## [Directive]
Print all records exactly, leaving nothing out.

## [Material for this task]
....

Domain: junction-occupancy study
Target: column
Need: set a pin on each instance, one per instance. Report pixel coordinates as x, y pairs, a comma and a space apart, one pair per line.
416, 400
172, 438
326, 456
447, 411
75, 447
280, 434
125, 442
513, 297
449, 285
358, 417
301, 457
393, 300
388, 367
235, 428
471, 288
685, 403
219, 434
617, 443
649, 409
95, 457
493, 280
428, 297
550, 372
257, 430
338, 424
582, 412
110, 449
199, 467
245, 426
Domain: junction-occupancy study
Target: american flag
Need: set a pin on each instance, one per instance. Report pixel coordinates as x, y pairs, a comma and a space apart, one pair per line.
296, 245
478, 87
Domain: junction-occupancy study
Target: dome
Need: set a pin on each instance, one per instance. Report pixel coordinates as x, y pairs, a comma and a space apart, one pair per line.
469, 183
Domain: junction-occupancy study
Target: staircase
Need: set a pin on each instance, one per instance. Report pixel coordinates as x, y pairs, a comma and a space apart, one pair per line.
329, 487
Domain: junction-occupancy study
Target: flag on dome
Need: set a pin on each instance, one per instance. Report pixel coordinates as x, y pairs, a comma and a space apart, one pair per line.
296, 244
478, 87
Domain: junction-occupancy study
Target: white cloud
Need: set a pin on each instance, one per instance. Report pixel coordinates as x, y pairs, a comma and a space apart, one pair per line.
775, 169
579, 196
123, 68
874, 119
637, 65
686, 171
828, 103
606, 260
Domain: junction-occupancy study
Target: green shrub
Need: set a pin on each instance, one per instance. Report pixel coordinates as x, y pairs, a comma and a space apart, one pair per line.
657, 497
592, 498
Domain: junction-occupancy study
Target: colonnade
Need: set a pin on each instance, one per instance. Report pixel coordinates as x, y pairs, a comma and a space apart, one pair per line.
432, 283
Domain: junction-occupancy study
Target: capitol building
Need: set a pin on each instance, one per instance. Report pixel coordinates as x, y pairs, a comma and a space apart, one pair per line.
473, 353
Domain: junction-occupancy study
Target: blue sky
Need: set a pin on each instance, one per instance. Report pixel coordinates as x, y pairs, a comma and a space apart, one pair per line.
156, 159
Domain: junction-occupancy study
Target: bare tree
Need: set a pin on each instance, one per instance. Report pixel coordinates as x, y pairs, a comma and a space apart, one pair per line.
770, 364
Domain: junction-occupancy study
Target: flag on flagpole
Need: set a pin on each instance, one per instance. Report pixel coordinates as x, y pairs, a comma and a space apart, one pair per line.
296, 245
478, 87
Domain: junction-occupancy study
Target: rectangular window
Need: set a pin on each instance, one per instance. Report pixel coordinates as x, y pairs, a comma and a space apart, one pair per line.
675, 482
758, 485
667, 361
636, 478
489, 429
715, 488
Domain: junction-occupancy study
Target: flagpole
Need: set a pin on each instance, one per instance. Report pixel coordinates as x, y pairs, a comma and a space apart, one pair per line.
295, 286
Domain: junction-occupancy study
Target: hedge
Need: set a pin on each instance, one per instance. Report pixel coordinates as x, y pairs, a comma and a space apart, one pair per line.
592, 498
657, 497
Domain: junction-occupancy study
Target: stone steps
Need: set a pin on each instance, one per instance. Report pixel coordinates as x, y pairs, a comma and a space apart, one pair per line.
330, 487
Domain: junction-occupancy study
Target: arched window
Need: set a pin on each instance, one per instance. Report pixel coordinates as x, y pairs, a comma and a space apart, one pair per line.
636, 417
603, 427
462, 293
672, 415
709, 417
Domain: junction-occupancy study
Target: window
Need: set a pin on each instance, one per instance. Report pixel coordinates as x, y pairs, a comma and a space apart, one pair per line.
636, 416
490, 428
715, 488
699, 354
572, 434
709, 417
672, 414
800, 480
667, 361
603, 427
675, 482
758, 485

....

## [Answer in full]
Domain: junction-occupancy study
Target: column
Need: set a pin on each instance, one per instance. Report pixel coordinates as x, y pairs, a comma and a space apart, one pair per line.
416, 400
172, 438
326, 456
447, 411
75, 447
280, 434
125, 442
513, 297
449, 285
358, 417
301, 457
393, 300
388, 367
235, 428
471, 288
685, 403
219, 434
617, 443
649, 409
95, 457
493, 280
428, 297
550, 372
257, 430
338, 424
582, 412
110, 449
199, 467
245, 426
Domain: junction-occupancy study
Target: american flag
Need: set a pin on each instance, one per instance. Report pixel coordinates as x, y pairs, a comma and a space apart, one pair per line.
296, 245
478, 87
Domain: junction-occupancy study
Target: dome
Need: set a pin on each instance, one per instance. Report pixel coordinates as x, y pairs, a comma and a space apart, one pair per line.
469, 183
Domain: junction-occupancy study
Target: staircase
Need: set a pin on each instance, one per instance. Report pixel coordinates as x, y pairs, a comma and a space apart, one pair per line.
329, 487
Domain: junction-occupancy study
Target: flag on dome
Need: set a pin on each instance, one per instance. Report pixel coordinates as x, y pairs, a comma and a space apart, one pair per line.
296, 244
478, 87
Domain: junction-occupancy study
Target: white cloud
Need: set a pin on each instance, one per instance. Report pixel coordinates as x, y pairs, a comma and a space apart, one pair per line.
775, 169
579, 196
123, 68
874, 119
637, 65
686, 171
828, 103
606, 260
Domain: junction-occupancy study
Target: green shrub
Need: set a pin on each instance, one per instance. Report pixel coordinates as x, y pairs, a comma and a space apart, one pair per line.
657, 497
592, 498
Domain: junction-occupancy study
Target: colonnade
Need: set a pin on each instance, one per instance. Report pixel coordinates as x, y pairs, a comma and a space apart, one pair per line.
432, 283
Domain: junction-occupancy study
Target: capitol building
Need: set a pin on each instance, one per instance. Report pixel coordinates as x, y pairs, a comma and a space apart, one pair per line.
473, 353
Domain: junction-occupancy study
Target: blue sky
Need: set a pin on each instance, one per instance. Report pixel coordinates as x, y pairs, a comma and a space apart, one pair per line.
156, 159
Domain: junction-occupancy study
Target: bare tree
Need: set a pin on each instance, one per instance. Report pixel coordinates as x, y pairs, a comma and a space apart, one pair per line.
770, 364
Domain: junction-occupancy study
Target: flag on flagpole
Need: set a pin on each instance, one per instance. Report pixel coordinates as x, y pairs, a comma and a space apart, one pair per line.
296, 245
478, 87
Domain: junction-occupancy study
Target: rectangular window
Need: set a pin on each instance, one per instance. Report pixel coordinates as x, y pairs, a comma and a space apart, one pair per line.
675, 482
758, 485
667, 361
636, 478
489, 429
715, 488
Domain: junction-occupancy study
Target: flagpole
Need: set a pin on each instance, one per instance. Report pixel coordinates as x, y pairs, a comma and a space apart, one pair per line.
295, 286
Domain: junction-occupancy study
Target: hedge
Need: set a pin on each instance, one per instance. Report pixel coordinates as x, y pairs, a comma and a space apart, one pair per line.
592, 498
657, 497
Domain: junction-occupancy study
Target: stone steps
Need: set a pin on each instance, one per instance. Report pixel coordinates as x, y pairs, a comma and a space apart, one pair per line.
330, 487
Domain: junction-occupancy study
Target: arched window
Need: set a pin on each instance, one per instance. Report pixel coordinates as x, y pairs, a comma and a space apart, one pair per line.
636, 417
603, 427
462, 293
672, 415
709, 417
Domain: junction-occupancy study
Target: window
Need: set a pin on each instance, one per instance. Report pixel coordinates as x, y pairs, a comma and a space apart, one pair per line.
636, 416
490, 428
715, 488
699, 354
572, 434
709, 417
672, 414
800, 480
667, 361
603, 427
675, 482
758, 485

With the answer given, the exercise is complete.